• **Set tasks**:
**A)** According to the keyword creativity article, why is optimizing pages for search engines only after the creative work is finished a low-productivity approach? Answer in one to three sentences.
**B)** In the keyword creativity article, edit the passage starting at "- Check the" and ending at "into your thinking.", changing "popular terms" to "top search terms".
**C)** Carry on the keyword creativity article from the point where it stops.

---- Extracted text

Keyword creativity in web design by Ken McGaffin, 5 October 2006

"Keyword Creativity" is the process of understanding customer behavior through keyword research and using the insights gained to drive the creative process.
Key points
- Creative teams should start by developing their customer personas.
- Now for each persona, go to the keyword Universe on Wordtracker and use the 'related terms' feature to expand your keyword lists.
- Check the most popular terms on the web and see if there are any popular phrases that are relevant to your business.
- Incorporate these popular terms into your thinking.
Is "Keyword Creativity" a contradiction in terms?
Keywords and keyword research would seem to belong to the technical world of search engine optimization, algorithm engineering and word density analysis. Surely a million miles away from the slick, creative world of brand image, advertising and design.
But an analysis of the customer base of Wordtracker, the web's leading keyword research tool, shows that web design agencies, copywriters and traditional advertising, marketing and public relations companies are among the fastest growing sectors.
For many people, search engine optimization is done after all the creative work is complete. A concept is created, a look and feel developed, copy written and finally the pages are optimized.
Now, there is nothing inherently bad about this approach, it's just that the productivity of such a process is bound to be low. Content is squeezed into a search engine friendly framework after it has been created. It means that work that has already been done has to be redone, and this leads inevitably to a bottleneck of pages waiting to be optimized.
Keyword research improves customer understanding
According to Wordtracker, keyword research is not just a tool used by search engine optimization experts. It is also a marketing research tool that marketers and designers can use to better understand their target customers. It allows them to see exactly what these customers are searching for.
So a company researching whitewater rafting might find that the term team building adventures was both relevant and high scoring. They can then develop their designs accordingly.
Creating customer personas is an established strategy in design and usability circles. But how often is a picture of the customer's search behavior included in such personas? Shari Thurow of Grantastic Designs and author of "Search Engine Visibility" has long been a proponent of the power of integrating search engine optimization insights into the web design process.
According to Thurow (writing in ClickZ), "Whenever I create a persona, I want to know the types of search behavior that persona typically uses... I highly encourage all information architects to gain a greater understanding of the entire SEO process and add search behaviors to persona descriptions."
"Not only will products and services be easier to find once users arrive at your Web sites, content on your Web sites will be easier to find via the Web search engines as well."
Keyword research improves customer understanding and customer understanding leads to better creative work: therefore, keyword research should be one of the tools that is used at the very start of any creative project.
Keyword Creativity - the process
- Creative teams should start by developing their customer personas. Then for each persona, ask the questions, "What is this persona searching for?", "What words are they likely to use when they're searching?" Draw up a seed list for each persona, made up of keyword phrases and individual keywords.

--------
---- Data lines

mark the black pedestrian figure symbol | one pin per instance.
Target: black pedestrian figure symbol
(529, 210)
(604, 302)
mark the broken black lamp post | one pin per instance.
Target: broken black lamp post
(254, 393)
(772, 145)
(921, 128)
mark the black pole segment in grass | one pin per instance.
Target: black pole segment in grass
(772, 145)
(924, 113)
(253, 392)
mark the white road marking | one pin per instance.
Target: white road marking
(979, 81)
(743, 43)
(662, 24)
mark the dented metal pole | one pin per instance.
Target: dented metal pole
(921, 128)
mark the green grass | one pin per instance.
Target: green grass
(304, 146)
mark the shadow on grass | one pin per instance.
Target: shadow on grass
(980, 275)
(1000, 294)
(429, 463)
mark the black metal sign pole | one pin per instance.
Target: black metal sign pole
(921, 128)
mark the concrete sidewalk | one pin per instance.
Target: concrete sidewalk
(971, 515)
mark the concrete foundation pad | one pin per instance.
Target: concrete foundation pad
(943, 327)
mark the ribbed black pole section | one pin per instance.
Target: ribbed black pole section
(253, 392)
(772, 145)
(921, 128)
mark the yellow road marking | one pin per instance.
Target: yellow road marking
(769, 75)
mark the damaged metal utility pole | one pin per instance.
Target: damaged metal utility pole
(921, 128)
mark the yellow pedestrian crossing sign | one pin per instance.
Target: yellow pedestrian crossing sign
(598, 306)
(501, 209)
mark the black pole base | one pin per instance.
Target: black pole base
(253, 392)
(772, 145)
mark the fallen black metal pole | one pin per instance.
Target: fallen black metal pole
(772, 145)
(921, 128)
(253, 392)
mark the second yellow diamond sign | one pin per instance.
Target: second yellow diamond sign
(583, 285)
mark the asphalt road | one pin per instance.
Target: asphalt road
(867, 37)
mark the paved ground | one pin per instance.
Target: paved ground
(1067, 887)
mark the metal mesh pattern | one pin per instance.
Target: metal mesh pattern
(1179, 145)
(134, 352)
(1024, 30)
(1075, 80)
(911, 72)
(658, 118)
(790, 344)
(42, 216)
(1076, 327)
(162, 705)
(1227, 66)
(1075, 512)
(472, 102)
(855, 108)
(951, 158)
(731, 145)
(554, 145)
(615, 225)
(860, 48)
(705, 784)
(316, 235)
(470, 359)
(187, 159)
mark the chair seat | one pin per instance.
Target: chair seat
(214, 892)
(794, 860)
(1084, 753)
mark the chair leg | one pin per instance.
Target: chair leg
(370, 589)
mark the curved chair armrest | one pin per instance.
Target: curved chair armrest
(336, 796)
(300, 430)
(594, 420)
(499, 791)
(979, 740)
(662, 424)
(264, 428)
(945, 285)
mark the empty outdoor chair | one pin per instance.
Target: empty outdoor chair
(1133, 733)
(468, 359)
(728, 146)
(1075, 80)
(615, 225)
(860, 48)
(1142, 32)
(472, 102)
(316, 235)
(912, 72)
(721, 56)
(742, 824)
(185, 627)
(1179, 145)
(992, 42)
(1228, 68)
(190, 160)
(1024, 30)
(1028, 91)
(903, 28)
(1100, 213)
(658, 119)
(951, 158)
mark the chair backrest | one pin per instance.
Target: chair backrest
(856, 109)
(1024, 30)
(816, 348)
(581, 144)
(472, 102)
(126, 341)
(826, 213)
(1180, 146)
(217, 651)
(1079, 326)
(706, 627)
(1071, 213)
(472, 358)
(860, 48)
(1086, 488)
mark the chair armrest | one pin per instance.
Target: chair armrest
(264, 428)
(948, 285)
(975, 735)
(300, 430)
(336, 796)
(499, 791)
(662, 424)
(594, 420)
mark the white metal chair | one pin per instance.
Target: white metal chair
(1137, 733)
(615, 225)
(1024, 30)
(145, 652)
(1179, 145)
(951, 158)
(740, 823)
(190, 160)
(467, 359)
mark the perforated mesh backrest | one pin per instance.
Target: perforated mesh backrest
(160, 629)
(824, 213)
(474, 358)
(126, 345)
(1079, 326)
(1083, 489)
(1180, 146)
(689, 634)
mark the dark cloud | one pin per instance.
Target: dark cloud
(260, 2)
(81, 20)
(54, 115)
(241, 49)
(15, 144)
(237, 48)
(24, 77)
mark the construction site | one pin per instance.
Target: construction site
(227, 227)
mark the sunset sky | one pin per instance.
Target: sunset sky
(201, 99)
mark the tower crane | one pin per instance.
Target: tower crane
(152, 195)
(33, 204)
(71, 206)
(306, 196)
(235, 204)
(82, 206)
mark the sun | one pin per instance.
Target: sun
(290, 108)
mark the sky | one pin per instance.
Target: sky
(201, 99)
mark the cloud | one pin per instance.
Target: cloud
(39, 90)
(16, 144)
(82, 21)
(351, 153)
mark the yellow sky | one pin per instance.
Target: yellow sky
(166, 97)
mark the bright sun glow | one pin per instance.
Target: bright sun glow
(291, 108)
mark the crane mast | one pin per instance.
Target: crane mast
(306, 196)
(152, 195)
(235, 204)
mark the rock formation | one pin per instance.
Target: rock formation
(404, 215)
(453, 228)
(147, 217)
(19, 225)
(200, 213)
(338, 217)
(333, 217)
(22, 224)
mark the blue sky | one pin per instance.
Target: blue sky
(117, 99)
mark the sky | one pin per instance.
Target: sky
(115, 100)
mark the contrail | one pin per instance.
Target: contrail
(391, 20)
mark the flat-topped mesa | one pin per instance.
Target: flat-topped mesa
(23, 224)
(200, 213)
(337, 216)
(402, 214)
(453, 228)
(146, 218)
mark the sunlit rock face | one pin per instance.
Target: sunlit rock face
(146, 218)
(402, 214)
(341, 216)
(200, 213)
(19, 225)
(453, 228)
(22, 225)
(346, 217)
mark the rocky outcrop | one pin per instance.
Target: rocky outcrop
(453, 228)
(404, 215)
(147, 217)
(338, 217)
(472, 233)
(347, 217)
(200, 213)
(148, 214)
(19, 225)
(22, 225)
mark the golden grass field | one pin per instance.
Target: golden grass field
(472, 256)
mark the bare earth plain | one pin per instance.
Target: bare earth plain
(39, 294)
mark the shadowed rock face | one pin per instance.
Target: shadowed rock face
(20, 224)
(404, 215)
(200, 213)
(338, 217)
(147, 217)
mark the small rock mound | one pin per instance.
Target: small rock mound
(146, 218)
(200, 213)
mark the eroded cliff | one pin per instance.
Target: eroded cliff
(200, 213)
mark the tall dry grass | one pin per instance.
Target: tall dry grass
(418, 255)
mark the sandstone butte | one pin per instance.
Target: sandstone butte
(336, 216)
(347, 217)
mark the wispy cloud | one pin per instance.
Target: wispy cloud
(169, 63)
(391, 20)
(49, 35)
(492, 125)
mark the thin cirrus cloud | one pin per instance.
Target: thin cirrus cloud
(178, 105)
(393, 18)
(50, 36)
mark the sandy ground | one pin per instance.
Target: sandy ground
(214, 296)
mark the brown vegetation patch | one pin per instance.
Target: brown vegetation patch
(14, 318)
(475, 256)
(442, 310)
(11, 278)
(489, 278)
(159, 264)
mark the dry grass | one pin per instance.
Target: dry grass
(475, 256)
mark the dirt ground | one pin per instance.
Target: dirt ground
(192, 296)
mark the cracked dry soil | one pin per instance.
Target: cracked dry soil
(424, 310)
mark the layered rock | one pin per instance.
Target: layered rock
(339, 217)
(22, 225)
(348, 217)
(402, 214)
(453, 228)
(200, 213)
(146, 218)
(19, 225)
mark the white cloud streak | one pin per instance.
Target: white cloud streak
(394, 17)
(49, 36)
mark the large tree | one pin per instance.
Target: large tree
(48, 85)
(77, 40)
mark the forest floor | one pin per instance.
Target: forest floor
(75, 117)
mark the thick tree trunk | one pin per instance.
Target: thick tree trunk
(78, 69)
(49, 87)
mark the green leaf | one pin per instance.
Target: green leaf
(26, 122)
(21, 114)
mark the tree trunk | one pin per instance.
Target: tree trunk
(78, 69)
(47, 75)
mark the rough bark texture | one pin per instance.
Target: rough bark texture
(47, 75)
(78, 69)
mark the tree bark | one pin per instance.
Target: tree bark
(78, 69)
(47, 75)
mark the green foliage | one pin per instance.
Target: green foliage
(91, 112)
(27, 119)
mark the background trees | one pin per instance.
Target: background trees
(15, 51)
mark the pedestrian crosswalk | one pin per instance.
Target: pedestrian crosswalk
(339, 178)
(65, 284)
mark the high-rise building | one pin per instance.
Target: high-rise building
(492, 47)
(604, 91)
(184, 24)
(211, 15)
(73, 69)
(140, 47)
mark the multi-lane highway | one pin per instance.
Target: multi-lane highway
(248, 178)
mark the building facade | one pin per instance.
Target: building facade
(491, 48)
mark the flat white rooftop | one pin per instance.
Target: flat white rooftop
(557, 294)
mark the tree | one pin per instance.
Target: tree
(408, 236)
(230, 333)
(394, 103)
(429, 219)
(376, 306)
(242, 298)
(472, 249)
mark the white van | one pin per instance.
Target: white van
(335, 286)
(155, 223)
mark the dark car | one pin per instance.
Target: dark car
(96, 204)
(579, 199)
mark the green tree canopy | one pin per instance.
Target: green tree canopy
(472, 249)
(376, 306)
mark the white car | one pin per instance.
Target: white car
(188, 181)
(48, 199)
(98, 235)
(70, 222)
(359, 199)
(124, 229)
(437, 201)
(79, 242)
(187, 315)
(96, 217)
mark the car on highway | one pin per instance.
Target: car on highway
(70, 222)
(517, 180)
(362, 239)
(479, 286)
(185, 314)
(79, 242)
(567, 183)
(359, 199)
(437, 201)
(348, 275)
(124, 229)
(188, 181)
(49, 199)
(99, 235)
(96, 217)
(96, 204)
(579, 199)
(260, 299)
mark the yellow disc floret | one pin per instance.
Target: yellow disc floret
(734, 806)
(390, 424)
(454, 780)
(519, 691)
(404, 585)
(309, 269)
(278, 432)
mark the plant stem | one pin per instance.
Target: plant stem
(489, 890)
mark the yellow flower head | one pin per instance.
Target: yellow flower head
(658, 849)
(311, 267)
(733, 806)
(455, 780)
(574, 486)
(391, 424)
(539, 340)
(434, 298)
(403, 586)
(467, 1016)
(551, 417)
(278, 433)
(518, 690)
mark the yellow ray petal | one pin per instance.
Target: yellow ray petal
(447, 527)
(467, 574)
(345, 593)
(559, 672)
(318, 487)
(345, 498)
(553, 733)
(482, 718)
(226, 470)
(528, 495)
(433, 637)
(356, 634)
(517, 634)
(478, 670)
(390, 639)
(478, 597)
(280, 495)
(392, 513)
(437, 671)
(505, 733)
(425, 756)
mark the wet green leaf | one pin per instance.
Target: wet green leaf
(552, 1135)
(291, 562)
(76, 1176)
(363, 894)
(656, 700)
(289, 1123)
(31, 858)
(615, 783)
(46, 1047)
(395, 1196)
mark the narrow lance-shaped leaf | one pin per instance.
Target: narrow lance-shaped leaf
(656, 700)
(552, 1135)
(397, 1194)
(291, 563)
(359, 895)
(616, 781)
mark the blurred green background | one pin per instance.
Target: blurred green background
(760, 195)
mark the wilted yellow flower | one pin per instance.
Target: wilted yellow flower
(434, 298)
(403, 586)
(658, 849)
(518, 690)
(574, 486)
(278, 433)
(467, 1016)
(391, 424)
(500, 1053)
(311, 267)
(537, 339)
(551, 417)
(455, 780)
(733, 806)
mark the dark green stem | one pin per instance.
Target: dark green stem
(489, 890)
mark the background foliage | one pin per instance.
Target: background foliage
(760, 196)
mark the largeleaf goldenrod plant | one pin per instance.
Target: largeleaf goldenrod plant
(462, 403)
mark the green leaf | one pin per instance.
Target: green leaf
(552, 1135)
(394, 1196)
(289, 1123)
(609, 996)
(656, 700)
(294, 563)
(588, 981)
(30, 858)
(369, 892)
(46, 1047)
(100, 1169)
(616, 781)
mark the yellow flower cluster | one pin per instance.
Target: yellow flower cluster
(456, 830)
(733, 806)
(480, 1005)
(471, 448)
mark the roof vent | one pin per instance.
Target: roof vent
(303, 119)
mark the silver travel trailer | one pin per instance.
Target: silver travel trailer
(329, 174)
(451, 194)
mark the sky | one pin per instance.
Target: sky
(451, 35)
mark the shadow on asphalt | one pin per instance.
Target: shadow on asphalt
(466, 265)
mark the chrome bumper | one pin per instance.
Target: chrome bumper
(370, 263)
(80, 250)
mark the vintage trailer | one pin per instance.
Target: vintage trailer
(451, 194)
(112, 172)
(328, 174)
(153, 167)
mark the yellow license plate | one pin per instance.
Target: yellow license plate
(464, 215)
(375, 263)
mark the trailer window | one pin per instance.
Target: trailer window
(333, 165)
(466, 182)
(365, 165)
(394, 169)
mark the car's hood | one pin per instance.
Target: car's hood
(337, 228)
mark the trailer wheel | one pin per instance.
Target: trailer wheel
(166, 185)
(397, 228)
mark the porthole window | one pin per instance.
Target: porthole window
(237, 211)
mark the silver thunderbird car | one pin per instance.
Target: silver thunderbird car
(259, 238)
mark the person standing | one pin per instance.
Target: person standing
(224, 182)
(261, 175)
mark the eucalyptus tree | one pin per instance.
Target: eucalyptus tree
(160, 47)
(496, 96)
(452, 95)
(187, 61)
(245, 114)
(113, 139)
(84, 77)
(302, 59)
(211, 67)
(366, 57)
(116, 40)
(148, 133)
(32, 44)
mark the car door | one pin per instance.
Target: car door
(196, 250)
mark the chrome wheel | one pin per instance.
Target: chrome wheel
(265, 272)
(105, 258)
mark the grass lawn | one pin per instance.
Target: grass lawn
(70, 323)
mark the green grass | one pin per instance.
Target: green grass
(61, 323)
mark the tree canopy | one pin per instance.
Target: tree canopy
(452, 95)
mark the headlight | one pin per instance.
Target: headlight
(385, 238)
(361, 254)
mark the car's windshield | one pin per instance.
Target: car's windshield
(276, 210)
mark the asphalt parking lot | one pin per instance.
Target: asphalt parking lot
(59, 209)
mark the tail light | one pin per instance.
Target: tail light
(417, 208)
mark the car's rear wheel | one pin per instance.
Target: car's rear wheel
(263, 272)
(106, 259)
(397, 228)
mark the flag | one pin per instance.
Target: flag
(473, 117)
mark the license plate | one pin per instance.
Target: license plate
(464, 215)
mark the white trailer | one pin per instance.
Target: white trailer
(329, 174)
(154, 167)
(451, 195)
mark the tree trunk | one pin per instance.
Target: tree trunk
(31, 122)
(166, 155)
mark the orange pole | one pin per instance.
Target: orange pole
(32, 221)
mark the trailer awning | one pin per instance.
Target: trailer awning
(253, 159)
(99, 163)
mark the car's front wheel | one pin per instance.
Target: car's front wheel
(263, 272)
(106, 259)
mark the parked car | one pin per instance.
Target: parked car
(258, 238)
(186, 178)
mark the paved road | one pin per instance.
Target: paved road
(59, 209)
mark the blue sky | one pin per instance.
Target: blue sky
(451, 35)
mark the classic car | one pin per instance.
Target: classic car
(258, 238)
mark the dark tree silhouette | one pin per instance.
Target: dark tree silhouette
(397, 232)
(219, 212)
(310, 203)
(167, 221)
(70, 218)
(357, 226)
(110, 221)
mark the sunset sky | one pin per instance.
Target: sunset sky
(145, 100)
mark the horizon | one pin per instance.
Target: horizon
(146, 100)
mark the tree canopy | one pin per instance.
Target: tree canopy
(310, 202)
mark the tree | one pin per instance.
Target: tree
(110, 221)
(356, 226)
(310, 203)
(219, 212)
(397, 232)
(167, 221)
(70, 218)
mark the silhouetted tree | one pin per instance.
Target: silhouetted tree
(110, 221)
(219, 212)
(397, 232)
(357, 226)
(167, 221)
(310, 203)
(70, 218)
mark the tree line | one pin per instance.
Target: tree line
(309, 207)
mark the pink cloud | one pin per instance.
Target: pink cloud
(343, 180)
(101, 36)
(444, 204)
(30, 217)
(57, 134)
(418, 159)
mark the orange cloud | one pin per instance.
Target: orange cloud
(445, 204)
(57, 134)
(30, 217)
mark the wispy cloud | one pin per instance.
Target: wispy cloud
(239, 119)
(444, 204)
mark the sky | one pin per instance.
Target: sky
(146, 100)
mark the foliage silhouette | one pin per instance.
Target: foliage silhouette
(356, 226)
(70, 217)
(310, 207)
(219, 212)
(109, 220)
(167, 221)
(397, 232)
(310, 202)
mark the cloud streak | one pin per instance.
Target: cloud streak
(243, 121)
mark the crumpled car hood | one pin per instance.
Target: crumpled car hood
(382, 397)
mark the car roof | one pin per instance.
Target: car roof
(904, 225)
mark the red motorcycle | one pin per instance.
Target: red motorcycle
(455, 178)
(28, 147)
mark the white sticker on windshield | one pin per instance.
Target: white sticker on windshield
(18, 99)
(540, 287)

--------

• **Answers for this exercise**:
**A)** Content has to be squeezed into a search-engine-friendly framework after it has already been created, so finished work must be redone. This inevitably creates a bottleneck of pages waiting to be optimized.

**B)**
- Check the most top search terms on the web and see if there are any popular phrases that are relevant to your business.
- Incorporate these top search terms into your thinking.

**C)**
- Now for each persona, go to the keyword Universe on Wordtracker and use the 'related terms' feature to expand your keyword lists. (For this you'll need an account, which you can sign up for on the (Wordtracker Keyword Tools homepage](/) Just enter a search term and Wordtracker searches the web for that phrase and extracts related terms from the high ranking pages that are returned. This brainstorming function allows you to see the words that your competitors are using. You can also use the thesaurus feature to expand your lists.
- Check the most popular terms on the web and see if there are any popular phrases that are relevant to your business. Wordtracker provides the top 1,000 as part of a subscription but you can also buy the top 20,000, top 50,000 keywords and so on - you'll find pricing details at (/reports.html).
- Now your seed list for each persona will be much bigger. Paste each list into Wordtracker's exact search to find the most popular keywords for each persona.
- Finally incorporate these popular terms into your thinking. Of course, at the very least you'll want to incorporate these keywords into your page titles, descriptions, headings and links. But also:
- Use them to generate ideas for campaigns and programs
- Use them in all your advertising copy online and offline (people will often use the words they read offline in an online search)
- Use them in the titles and content of articles that you write on your site and on external sites.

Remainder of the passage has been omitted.